(Requirement) Where a picture shows up in the listing below, omit it and output the rest exactly.

-----

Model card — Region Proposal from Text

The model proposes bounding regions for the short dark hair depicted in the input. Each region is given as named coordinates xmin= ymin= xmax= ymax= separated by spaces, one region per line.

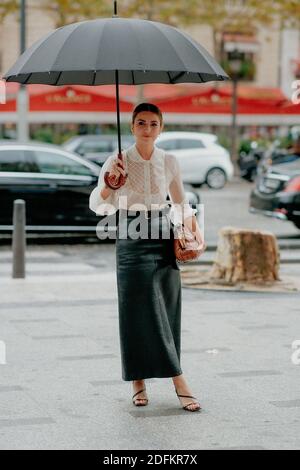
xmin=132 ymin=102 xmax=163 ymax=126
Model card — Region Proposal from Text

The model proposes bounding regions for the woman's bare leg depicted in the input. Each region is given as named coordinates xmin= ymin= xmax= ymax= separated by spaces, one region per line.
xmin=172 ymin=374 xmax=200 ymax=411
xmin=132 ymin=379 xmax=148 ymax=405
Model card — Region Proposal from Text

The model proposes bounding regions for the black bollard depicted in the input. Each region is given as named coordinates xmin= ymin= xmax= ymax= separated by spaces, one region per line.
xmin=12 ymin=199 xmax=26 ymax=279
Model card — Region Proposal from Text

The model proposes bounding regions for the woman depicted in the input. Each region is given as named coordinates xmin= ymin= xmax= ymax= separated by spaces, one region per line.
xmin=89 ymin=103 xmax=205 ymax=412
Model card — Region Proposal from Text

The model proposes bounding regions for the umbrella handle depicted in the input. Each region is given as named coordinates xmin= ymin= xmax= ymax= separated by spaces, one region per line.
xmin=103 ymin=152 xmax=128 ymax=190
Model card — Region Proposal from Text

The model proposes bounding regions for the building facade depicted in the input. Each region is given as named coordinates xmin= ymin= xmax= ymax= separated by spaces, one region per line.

-----

(Answer box)
Model card — Region Proposal from Text

The model proposes bounding regions for the short dark hair depicted in the input. Each region is given as named coordinates xmin= ymin= xmax= ymax= separated by spaces, one region per line.

xmin=132 ymin=102 xmax=163 ymax=126
Model card — Region Proposal from Text

The model proposes bounding regions for the woman's bare leg depicted in the input. Each region is given as named coordinates xmin= ymin= xmax= ymax= separated by spaces, one region per line.
xmin=172 ymin=374 xmax=200 ymax=411
xmin=132 ymin=379 xmax=148 ymax=405
Model card — Region Proposal from Text

The model proposes bounding regions for the black bollard depicted in the input. Each region is given as named coordinates xmin= ymin= xmax= ymax= separated by spaces, one region per line.
xmin=12 ymin=199 xmax=26 ymax=279
Model card — Region Proposal from Text

The model proposes bounding regions for the woman depicted in the input. Each region is given as named coordinates xmin= ymin= xmax= ymax= separated by spaces, one region per line.
xmin=89 ymin=103 xmax=205 ymax=412
Model card — Region Proposal from Text

The model proposes bounding regions for the umbrella handle depicted in the input. Each region is given as named coordinates xmin= ymin= xmax= ymax= separated by spaces, one region per line.
xmin=103 ymin=152 xmax=128 ymax=190
Model card — Region Proposal from Text

The model proposes bounding regions for the building facade depicted in the input. Each region is given as named coordinates xmin= ymin= xmax= ymax= separated by spaces, one region per line.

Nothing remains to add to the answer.